Records to use
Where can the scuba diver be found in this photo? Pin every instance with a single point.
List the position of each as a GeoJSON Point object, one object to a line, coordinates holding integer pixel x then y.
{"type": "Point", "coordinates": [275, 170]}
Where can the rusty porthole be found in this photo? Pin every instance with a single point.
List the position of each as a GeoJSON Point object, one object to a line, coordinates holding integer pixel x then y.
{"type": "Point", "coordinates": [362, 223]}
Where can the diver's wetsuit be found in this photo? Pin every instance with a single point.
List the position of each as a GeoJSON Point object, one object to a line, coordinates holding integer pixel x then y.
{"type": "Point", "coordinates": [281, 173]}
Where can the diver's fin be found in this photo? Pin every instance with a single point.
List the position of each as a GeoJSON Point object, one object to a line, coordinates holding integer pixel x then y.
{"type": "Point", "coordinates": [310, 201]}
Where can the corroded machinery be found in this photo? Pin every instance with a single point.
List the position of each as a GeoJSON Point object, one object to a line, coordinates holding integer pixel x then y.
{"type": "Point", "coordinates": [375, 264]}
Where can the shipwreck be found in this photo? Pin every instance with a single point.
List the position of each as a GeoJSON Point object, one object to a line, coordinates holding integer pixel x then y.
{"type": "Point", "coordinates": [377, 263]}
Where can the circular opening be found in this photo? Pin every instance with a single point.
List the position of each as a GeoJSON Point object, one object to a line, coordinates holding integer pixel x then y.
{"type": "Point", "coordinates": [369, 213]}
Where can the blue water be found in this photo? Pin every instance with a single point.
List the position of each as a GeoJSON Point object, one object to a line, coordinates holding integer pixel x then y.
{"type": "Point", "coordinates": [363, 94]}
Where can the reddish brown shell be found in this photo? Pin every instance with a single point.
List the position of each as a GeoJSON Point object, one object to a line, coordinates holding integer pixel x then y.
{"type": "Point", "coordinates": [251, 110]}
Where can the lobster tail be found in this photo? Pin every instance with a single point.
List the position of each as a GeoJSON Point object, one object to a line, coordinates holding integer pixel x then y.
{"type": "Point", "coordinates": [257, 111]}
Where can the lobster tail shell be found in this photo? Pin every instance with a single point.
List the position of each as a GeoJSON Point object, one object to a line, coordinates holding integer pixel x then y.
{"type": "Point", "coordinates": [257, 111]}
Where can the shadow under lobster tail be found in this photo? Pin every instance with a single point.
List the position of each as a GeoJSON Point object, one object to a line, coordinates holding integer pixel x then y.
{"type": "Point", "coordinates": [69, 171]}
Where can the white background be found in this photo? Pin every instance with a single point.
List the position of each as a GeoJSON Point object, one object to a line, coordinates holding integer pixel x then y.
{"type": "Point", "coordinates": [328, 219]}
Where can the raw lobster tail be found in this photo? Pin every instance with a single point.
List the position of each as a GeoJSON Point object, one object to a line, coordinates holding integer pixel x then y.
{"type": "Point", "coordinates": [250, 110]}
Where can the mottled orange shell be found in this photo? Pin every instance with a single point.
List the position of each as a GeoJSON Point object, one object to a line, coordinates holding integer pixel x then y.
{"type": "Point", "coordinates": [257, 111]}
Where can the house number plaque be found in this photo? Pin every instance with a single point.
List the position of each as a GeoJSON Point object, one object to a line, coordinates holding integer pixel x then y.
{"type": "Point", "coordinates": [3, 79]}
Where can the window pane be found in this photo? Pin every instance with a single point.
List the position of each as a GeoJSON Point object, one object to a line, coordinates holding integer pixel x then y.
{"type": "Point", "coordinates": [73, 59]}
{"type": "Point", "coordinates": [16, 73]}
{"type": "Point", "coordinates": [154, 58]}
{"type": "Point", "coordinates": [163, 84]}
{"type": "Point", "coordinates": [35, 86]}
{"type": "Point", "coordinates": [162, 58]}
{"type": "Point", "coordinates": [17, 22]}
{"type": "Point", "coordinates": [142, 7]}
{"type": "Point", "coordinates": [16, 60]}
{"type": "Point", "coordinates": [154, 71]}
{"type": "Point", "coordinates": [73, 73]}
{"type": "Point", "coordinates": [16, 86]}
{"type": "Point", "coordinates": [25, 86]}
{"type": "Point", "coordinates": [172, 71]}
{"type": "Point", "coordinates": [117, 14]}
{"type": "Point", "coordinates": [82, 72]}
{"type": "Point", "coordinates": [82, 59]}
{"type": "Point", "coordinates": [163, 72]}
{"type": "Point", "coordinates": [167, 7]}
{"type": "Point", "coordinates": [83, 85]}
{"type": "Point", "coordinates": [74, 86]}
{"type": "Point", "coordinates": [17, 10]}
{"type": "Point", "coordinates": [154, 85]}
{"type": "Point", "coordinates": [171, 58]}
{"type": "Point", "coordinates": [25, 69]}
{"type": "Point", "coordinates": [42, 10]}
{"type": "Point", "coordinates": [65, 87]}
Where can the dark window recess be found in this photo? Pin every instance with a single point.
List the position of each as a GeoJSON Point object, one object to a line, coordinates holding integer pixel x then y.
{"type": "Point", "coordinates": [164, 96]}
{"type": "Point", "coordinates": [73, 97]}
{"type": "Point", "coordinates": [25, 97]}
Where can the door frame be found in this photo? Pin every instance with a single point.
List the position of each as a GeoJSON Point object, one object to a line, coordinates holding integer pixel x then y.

What is asked
Exactly as shown above, return every record.

Task response
Where can the scuba diver be found in this photo? Pin every instance with a single point.
List the position of each as a GeoJSON Point object, one object to a line, coordinates holding integer pixel x then y.
{"type": "Point", "coordinates": [275, 170]}
Where can the rusty porthole be found in this photo? Pin every instance with a single point.
List the position of each as a GeoJSON Point object, one object to a line, coordinates holding integer pixel x then y.
{"type": "Point", "coordinates": [362, 223]}
Where can the diver's wetsuit be found in this photo? Pin every instance with a single point.
List the position of each as a GeoJSON Point object, one object to a line, coordinates holding integer pixel x then y.
{"type": "Point", "coordinates": [281, 173]}
Where can the diver's fin be found in this photo? Pin every instance with a single point.
List the position of each as a GeoJSON Point object, one object to a line, coordinates holding integer pixel x then y.
{"type": "Point", "coordinates": [310, 201]}
Where can the corroded machinery be found in this photo? Pin every instance with a single point.
List the position of each as a GeoJSON Point object, one object to a line, coordinates holding integer pixel x then y.
{"type": "Point", "coordinates": [375, 264]}
Where can the shipwreck be found in this photo? Pin every instance with a single point.
List the position of each as a GeoJSON Point object, one object to a line, coordinates holding integer pixel x then y.
{"type": "Point", "coordinates": [377, 263]}
Where can the circular opening be found in this photo? Pin every instance with a single point.
List the position of each as a GeoJSON Point object, one object to a line, coordinates holding integer pixel x then y.
{"type": "Point", "coordinates": [369, 213]}
Where can the blue water be found in this photo? Pin every instance with a single point.
List the position of each as a GeoJSON Point object, one object to a line, coordinates holding integer pixel x then y.
{"type": "Point", "coordinates": [363, 94]}
Where can the reddish brown shell be found in this photo? Pin every instance with a single point.
List the position of each as a GeoJSON Point object, one object to a line, coordinates holding integer pixel x then y.
{"type": "Point", "coordinates": [251, 110]}
Where can the lobster tail be found in this photo? Pin every instance with a single point.
List the position of each as a GeoJSON Point object, one object to a line, coordinates holding integer pixel x then y.
{"type": "Point", "coordinates": [257, 111]}
Where can the lobster tail shell be found in this photo? Pin every instance with a single point.
List the position of each as a GeoJSON Point object, one object to a line, coordinates holding integer pixel x then y.
{"type": "Point", "coordinates": [257, 111]}
Where can the shadow under lobster tail be found in this photo? Pin every instance with a single point.
List the position of each as a GeoJSON Point object, one object to a line, coordinates holding integer pixel x then y.
{"type": "Point", "coordinates": [69, 171]}
Where can the white background be found in this photo? Pin every instance with a single point.
List the position of each as a GeoJSON Point object, one object to a line, coordinates holding integer pixel x then y.
{"type": "Point", "coordinates": [328, 219]}
Where can the raw lobster tail be found in this photo? Pin every instance with a single point.
List the position of each as a GeoJSON Point object, one object to a line, coordinates holding integer pixel x then y.
{"type": "Point", "coordinates": [250, 110]}
Where can the mottled orange shell be found in this photo? Pin every instance with a single point.
List the position of each as a GeoJSON Point object, one object to a line, coordinates holding integer pixel x then y.
{"type": "Point", "coordinates": [257, 111]}
Where can the house number plaque be found in this photo? Pin every instance with a single point.
List the position of each as a GeoJSON Point object, one object to a line, coordinates holding integer pixel x then y.
{"type": "Point", "coordinates": [3, 79]}
Where can the window pane be found in this photo? Pin every instance with a single point.
List the position of each as a GeoJSON Point object, one object to a line, coordinates holding integer pixel x then y.
{"type": "Point", "coordinates": [73, 59]}
{"type": "Point", "coordinates": [16, 73]}
{"type": "Point", "coordinates": [154, 58]}
{"type": "Point", "coordinates": [163, 84]}
{"type": "Point", "coordinates": [35, 86]}
{"type": "Point", "coordinates": [162, 58]}
{"type": "Point", "coordinates": [17, 22]}
{"type": "Point", "coordinates": [142, 7]}
{"type": "Point", "coordinates": [16, 60]}
{"type": "Point", "coordinates": [154, 71]}
{"type": "Point", "coordinates": [73, 73]}
{"type": "Point", "coordinates": [16, 86]}
{"type": "Point", "coordinates": [25, 86]}
{"type": "Point", "coordinates": [172, 71]}
{"type": "Point", "coordinates": [117, 14]}
{"type": "Point", "coordinates": [82, 72]}
{"type": "Point", "coordinates": [82, 59]}
{"type": "Point", "coordinates": [163, 72]}
{"type": "Point", "coordinates": [167, 7]}
{"type": "Point", "coordinates": [83, 85]}
{"type": "Point", "coordinates": [74, 86]}
{"type": "Point", "coordinates": [17, 10]}
{"type": "Point", "coordinates": [154, 85]}
{"type": "Point", "coordinates": [171, 58]}
{"type": "Point", "coordinates": [25, 69]}
{"type": "Point", "coordinates": [42, 10]}
{"type": "Point", "coordinates": [65, 87]}
Where can the dark window recess be found in this photo? Pin every instance with a single point.
List the position of each as a GeoJSON Point object, one object to a line, coordinates holding integer pixel x then y.
{"type": "Point", "coordinates": [164, 96]}
{"type": "Point", "coordinates": [73, 97]}
{"type": "Point", "coordinates": [25, 97]}
Where can the door frame be found in this photo? Pin every instance with a single point.
List the position of each as a GeoJSON Point object, one object to a line, coordinates holding integer pixel x then y.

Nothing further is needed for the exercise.